Stated exercise
Your output must consist solely of the lines from the one containing "point: colorful garment" through the end of the records, reproduced exactly.

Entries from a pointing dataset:

--- --- ---

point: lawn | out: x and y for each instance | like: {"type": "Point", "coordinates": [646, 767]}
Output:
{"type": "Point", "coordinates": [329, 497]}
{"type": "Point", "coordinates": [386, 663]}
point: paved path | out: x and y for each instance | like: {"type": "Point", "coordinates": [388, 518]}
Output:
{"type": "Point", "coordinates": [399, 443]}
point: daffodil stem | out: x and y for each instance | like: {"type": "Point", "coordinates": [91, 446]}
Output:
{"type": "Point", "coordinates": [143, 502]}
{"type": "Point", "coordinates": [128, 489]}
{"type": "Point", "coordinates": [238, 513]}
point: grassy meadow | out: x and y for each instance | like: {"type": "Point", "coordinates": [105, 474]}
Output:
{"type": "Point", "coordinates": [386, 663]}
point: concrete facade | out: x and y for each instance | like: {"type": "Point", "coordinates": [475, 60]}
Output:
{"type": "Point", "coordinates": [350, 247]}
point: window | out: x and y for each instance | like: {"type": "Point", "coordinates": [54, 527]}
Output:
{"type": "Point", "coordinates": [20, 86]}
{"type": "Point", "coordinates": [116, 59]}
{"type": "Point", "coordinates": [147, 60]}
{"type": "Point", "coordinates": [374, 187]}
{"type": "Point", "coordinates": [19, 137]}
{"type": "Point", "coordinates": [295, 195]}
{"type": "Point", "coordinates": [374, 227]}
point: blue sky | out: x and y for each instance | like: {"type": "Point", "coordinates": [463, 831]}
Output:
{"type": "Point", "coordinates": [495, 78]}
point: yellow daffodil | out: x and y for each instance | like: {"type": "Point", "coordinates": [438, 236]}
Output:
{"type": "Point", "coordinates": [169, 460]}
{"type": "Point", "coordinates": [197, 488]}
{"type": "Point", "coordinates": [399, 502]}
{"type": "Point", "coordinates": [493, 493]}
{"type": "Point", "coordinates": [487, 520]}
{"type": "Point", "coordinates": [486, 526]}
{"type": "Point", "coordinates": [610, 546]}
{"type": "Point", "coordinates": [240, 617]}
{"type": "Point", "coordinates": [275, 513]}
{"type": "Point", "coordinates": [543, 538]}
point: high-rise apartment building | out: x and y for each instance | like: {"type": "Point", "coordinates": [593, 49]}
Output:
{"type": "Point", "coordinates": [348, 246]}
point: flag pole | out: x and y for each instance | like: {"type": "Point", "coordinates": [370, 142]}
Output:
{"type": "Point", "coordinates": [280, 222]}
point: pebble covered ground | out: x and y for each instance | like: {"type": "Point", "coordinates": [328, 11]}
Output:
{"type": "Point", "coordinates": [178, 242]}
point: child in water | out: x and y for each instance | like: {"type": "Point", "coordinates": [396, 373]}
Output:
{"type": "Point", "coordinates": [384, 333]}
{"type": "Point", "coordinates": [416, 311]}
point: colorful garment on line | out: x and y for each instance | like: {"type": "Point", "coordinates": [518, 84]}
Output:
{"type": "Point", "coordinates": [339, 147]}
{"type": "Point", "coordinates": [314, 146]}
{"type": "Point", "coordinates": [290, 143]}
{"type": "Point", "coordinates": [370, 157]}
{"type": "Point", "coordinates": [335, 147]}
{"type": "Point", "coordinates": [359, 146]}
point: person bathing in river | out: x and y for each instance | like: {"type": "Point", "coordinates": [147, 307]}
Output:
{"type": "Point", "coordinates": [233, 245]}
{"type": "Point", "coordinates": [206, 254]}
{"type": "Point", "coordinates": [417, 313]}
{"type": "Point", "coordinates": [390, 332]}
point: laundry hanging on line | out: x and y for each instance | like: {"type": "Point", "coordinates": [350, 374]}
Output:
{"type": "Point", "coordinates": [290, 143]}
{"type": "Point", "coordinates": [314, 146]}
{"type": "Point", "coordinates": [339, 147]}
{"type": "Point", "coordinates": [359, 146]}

--- --- ---

Response for this exercise
point: colorful garment on line | out: x and y for each instance | like: {"type": "Point", "coordinates": [518, 84]}
Output:
{"type": "Point", "coordinates": [339, 147]}
{"type": "Point", "coordinates": [314, 146]}
{"type": "Point", "coordinates": [290, 143]}
{"type": "Point", "coordinates": [370, 157]}
{"type": "Point", "coordinates": [335, 147]}
{"type": "Point", "coordinates": [359, 146]}
point: person bathing in river | out: x and y for each instance | like: {"type": "Point", "coordinates": [147, 307]}
Output:
{"type": "Point", "coordinates": [233, 245]}
{"type": "Point", "coordinates": [206, 254]}
{"type": "Point", "coordinates": [417, 313]}
{"type": "Point", "coordinates": [390, 332]}
point: laundry hanging on line | out: x and y for each instance | like: {"type": "Point", "coordinates": [350, 374]}
Output:
{"type": "Point", "coordinates": [290, 143]}
{"type": "Point", "coordinates": [314, 146]}
{"type": "Point", "coordinates": [339, 147]}
{"type": "Point", "coordinates": [359, 146]}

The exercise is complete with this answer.